::: Passage shown :::

We are all familiar with the time ordering in interaction picture, however here we are talking about normal ordering in Schrodinger picture. The generalization is trivial: we just forget about the time parameter $t$ in interaction picture. We define the creation and annihilation part of $\phi$ and $\pi$ as if they are free operators, since the interaction evolves the states not the operators:

\[\phi^{\pm }(x) := \frac{1}{2} \left[ \phi(x) \mp \frac{i}{\sqrt{ -\nabla^{2}+m^{2} }}\pi(x) \right]\]

and

\[\pi^{\pm }(x) := \mp i\sqrt{ -\nabla^{2}+m^{2} }\phi^{\pm }(x),\]

where $\phi^{+}$ is the creation part and $\phi^{-}$ the annihilation part, the same for $\pi$. We then define the normal-ordered version of any function of these operators as the function rearranged with all the creation operators on the left and all the annihilation operators on the right. Here $m$ is to be regarded as a free parameter, we should choose the most convenient value of it, usually the pole mass. Different choice of $m$ represents different choice of renormalization condition.

We can use Wick’s theorem to perform the normal ordering. In Coleman’s textbook the normal ordering depends on $m$, but in our work it also depends on which sector we are working in.

Take the simplest case for an instructive example. Consider the perversely defined Hamiltonian

\[\mathcal{H} = \mathcal{N}_ {m}\left\lbrace \mathcal{H}_ {0} + \frac{1}{2} M^{2}\phi^{2} \right\rbrace ,\]

perversely in the sense that the mass parameter of the field is clearly $M$ but we are normal-ordering with respect to $m$, and $m\neq M$. This is a free field model so exactly solvable, and serves as a good test ground for our method.

Yet we introduce a third mass-parameter $\mu$, which is used to define the vacuum. Assume that the vacuum is such that annihilated by the field with mass $\mu$,

\[\phi^{-}(x,\mu) \left\lvert{0,\mu}\right\rangle = \pi^{-}(x,\mu)\left\lvert{0,\mu}\right\rangle =0.\]

Then in order to find the Hamiltonian density, we need to normal-order the Hamiltonian in terms of $\mu$, and a change from $\mathcal{N}_ {m}$ to $\mathcal{N}_ {\mu}$ can be again achieved by Wick’s theorem. We’ll skip the details and just present the final result. Eventually the Hamiltonian will look like

\[\mathcal{H} = \mathcal{N}_ {\mu}\left\lbrace \cdots \right\rbrace + f(\mu,M,m)\]

where $f(\mu,M,m)$ is a scalar function of $\mu,M$ and $m$, which is the non-zero Hamiltonian density.

:::

_Task 1_: In the entries, rewrite the lines from the line with "</instance>" up to and including the last line, substituting "foreground clicks" for "positive clicks" and changing nothing else.
The passage on normal ordering and the entries are unrelated material.

::: Provided records :::

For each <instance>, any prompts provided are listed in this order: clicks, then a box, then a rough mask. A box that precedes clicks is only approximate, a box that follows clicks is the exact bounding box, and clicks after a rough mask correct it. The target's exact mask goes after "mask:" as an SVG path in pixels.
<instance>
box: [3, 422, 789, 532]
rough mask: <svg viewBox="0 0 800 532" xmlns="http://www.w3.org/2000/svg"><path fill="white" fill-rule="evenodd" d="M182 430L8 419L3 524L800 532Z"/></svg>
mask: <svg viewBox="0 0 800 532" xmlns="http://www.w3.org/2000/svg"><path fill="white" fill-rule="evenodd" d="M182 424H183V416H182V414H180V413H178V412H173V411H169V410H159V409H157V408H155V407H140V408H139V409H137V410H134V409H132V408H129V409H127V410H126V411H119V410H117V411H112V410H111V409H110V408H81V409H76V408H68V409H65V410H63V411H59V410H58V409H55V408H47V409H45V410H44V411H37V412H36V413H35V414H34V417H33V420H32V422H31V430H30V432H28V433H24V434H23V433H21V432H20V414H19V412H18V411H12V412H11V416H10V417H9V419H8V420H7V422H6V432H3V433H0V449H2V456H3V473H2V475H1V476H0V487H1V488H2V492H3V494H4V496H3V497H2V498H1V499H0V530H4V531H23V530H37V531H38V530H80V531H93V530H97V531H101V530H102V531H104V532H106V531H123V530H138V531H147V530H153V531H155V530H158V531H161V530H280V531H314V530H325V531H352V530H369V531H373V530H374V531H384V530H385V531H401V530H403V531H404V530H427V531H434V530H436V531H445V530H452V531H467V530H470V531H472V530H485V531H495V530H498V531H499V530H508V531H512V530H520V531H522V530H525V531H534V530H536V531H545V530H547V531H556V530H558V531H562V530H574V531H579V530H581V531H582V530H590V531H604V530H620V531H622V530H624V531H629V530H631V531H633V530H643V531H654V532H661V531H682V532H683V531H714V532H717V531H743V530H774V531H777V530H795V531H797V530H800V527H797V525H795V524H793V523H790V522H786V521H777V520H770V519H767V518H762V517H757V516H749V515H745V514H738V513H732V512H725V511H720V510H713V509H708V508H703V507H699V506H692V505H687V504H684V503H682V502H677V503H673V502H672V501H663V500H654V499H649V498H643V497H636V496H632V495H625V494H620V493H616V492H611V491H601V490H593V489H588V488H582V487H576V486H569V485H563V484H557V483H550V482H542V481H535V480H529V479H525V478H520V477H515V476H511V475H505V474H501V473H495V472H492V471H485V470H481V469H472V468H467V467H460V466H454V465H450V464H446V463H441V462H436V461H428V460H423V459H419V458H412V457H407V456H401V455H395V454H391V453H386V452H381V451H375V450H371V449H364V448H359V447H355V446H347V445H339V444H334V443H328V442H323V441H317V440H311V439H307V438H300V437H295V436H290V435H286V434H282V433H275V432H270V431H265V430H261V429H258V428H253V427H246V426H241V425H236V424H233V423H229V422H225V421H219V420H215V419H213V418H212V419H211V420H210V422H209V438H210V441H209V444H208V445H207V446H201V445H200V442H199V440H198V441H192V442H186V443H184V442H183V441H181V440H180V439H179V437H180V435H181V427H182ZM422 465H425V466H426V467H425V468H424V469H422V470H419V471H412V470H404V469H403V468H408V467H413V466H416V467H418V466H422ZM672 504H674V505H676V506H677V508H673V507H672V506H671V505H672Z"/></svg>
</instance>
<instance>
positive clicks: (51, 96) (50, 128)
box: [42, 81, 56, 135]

:::

_Task 2_:
Answer these about the passage on normal ordering:
(a) What value is usually chosen for the free parameter $m$?
(b) What is the third mass parameter $\mu$ used to define?
(c) What kind of model does the perversely defined Hamiltonian give?

_Response box 1_:
</instance>
<instance>
foreground clicks: (51, 96) (50, 128)
box: [42, 81, 56, 135]

_Response box 2_:
(a) The pole mass.
(b) The vacuum.
(c) A free field model, which is exactly solvable.